Assigned task:
Answer these questions from the biography of Sylvia Townsend Warner:
1. In what year was she born?
2. Which long-term lover also worked on the Tudor Church Music volumes?
3. What was the title of the joint poetry collection published in 1933?

(Beginning of Document excerpt)

Sylvia Townsend Warner
Born in 1893, Sylvia was the only child of one of Harrow School’s housemasters, the brilliant George Townsend Warner and his wife, Nora.
An accomplished musician, only the outbreak of War in 1914 prevented the young Sylvia from going abroad to study composition under Arnold Schoenberg. From 1917, she was involved in preparing volumes of Tudor Church Music for publication. Also involved in this project was a long-term lover, Percy Buck, a married man twenty-two years older than her.
In 1922, Sylvia went to Chaldon Herring in Dorset to visit the writer Theodore Powys and instrumental in the publication of his novels and short stories. Her own novel, "Mr Fortune's Maggot", which followed, owed something to the genre.
Sylvia first met the poet Valentine Ackland (see separate entry) in Dorset. When in 1930 she bought a cottage opposite the village inn in Chaldon, she invited Valentine to live there. So began a love affair which lasted until Valentine's death from breast cancer in 1969. The couple's joint collection of poems "Whether a Dove or Seagull" was published in 1933.
In 1935, Sylvia and Valentine became committed members of the Communist Party, attending meetings, fund-raising and contributing to left-wing journals. They twice visited Spain during the Civil War. Their lives at this time and most of their writings – like Warner's "After the Death of Don Juan" – were charged with politics. This brought them to the attention of the Security Service.
In 1941 Sylvia was considered as a lecturer to the troops but blocked by MI5.
Although most of their life together was spent in Dorset, they also travelled widely and lived from time to time in Norfolk notably at Frankfurt Manor, Sloley and Great Eye Folly, Salthouse (which was later destroyed by the sea).

(End of Document excerpt)
(Beginning of Dataset)

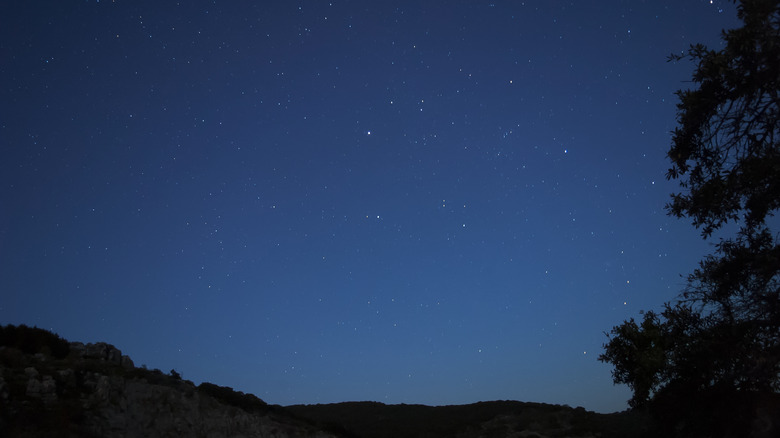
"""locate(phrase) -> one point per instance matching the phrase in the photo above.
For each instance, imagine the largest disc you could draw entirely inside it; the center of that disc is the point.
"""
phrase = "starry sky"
(437, 202)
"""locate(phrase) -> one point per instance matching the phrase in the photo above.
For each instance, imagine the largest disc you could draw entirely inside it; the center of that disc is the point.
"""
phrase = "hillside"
(50, 387)
(53, 388)
(478, 420)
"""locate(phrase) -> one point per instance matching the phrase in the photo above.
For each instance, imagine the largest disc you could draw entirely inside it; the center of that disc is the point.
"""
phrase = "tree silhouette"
(719, 342)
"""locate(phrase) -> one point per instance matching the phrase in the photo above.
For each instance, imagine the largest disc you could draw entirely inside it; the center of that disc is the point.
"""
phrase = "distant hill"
(479, 420)
(50, 387)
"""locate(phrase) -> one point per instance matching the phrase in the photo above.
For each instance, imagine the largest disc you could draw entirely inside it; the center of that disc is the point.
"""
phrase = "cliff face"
(94, 390)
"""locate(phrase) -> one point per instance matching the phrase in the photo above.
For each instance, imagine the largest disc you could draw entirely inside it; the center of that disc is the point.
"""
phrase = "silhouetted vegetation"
(32, 340)
(227, 395)
(709, 363)
(499, 419)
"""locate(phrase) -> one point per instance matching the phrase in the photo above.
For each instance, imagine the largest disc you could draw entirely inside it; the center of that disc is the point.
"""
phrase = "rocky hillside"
(53, 388)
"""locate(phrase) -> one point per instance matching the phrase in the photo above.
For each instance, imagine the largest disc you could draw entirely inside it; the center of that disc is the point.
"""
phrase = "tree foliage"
(720, 340)
(724, 150)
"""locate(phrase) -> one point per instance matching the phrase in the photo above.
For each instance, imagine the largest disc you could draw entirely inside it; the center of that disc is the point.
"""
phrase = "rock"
(33, 388)
(127, 363)
(48, 392)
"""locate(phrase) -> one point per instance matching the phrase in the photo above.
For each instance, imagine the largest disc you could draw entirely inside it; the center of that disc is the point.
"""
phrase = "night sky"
(435, 202)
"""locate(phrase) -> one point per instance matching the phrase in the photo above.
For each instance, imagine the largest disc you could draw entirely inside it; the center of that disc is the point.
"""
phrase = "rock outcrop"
(94, 390)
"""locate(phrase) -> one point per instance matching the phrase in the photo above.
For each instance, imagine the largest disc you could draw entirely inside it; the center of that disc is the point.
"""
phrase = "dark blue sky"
(434, 202)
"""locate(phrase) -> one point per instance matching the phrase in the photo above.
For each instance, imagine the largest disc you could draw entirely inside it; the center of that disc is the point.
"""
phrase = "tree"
(720, 340)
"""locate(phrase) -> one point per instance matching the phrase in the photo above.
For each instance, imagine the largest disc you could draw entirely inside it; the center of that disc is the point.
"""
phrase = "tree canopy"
(720, 340)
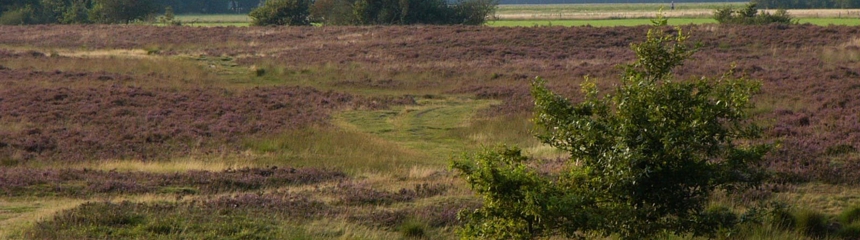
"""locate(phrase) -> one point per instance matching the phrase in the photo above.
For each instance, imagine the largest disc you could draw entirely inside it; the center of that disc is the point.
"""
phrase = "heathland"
(347, 132)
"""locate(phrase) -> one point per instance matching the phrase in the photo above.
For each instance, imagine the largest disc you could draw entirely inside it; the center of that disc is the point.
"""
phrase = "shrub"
(413, 229)
(750, 16)
(282, 12)
(647, 156)
(811, 223)
(18, 16)
(851, 231)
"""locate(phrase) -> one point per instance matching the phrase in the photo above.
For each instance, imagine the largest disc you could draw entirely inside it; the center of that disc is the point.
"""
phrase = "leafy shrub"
(751, 16)
(720, 217)
(648, 155)
(282, 12)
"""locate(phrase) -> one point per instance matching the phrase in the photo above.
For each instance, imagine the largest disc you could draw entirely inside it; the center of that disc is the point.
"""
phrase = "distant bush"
(401, 12)
(282, 12)
(811, 222)
(749, 15)
(77, 12)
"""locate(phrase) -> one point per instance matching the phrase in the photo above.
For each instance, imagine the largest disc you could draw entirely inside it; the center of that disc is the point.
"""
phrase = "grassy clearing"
(214, 20)
(611, 7)
(595, 22)
(426, 134)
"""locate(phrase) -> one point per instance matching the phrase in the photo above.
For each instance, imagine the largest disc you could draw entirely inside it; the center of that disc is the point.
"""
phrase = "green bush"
(413, 229)
(282, 12)
(648, 155)
(751, 16)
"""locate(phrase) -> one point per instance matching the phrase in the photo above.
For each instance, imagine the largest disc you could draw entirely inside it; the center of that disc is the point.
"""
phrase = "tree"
(282, 12)
(121, 11)
(750, 15)
(643, 160)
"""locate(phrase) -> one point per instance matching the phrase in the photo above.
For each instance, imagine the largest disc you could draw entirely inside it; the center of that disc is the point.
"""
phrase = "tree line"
(796, 4)
(264, 12)
(372, 12)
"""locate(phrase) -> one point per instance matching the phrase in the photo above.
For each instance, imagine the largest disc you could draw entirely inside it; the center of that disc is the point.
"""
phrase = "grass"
(213, 20)
(645, 21)
(386, 149)
(595, 22)
(425, 134)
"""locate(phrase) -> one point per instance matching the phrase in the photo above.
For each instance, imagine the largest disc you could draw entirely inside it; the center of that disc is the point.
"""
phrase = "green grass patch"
(610, 7)
(831, 21)
(379, 140)
(595, 22)
(160, 220)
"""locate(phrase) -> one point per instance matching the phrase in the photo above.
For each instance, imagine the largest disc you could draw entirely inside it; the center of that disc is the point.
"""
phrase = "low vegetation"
(644, 160)
(750, 15)
(362, 121)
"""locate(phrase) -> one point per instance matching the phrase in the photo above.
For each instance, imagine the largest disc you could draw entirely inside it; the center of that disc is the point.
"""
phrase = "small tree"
(282, 12)
(121, 11)
(750, 15)
(643, 160)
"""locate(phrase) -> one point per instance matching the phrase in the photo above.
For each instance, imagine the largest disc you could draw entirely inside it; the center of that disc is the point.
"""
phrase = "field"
(347, 132)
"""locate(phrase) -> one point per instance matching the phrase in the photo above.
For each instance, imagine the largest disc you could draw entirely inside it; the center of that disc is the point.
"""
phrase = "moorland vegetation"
(345, 132)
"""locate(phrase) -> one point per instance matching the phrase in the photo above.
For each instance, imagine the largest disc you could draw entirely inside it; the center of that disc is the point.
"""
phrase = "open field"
(645, 21)
(346, 132)
(644, 10)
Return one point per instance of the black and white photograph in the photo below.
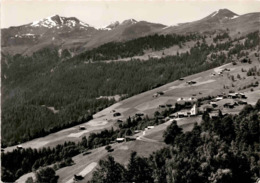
(130, 91)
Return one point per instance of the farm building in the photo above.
(130, 138)
(120, 140)
(82, 127)
(191, 82)
(194, 110)
(182, 114)
(117, 114)
(232, 95)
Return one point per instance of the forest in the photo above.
(118, 50)
(19, 162)
(31, 84)
(221, 150)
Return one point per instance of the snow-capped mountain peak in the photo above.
(129, 21)
(224, 13)
(57, 21)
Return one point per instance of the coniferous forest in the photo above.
(223, 150)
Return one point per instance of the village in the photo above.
(214, 91)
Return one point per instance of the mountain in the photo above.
(54, 30)
(127, 30)
(76, 36)
(219, 21)
(70, 33)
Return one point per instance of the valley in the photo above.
(132, 102)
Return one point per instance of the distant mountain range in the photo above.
(72, 34)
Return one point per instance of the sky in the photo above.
(100, 13)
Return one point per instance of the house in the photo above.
(130, 138)
(180, 99)
(161, 106)
(182, 114)
(117, 114)
(213, 115)
(229, 105)
(218, 98)
(242, 102)
(191, 82)
(194, 110)
(169, 105)
(160, 117)
(232, 95)
(155, 95)
(226, 105)
(160, 93)
(82, 127)
(245, 60)
(139, 114)
(174, 115)
(214, 104)
(241, 95)
(120, 140)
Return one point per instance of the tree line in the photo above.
(224, 149)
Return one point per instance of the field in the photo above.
(206, 84)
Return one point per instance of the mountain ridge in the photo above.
(77, 36)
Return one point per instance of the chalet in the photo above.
(180, 99)
(117, 114)
(120, 140)
(214, 104)
(130, 138)
(160, 93)
(213, 115)
(136, 131)
(82, 128)
(241, 95)
(194, 110)
(139, 114)
(169, 105)
(207, 108)
(173, 116)
(232, 95)
(155, 95)
(191, 82)
(78, 177)
(161, 106)
(226, 105)
(120, 121)
(245, 60)
(182, 114)
(242, 102)
(19, 147)
(230, 105)
(218, 98)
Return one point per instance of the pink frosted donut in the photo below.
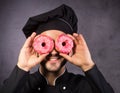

(End of Dataset)

Response to the task:
1. 1893
2. Percy Buck
3. "Whether a Dove or Seagull"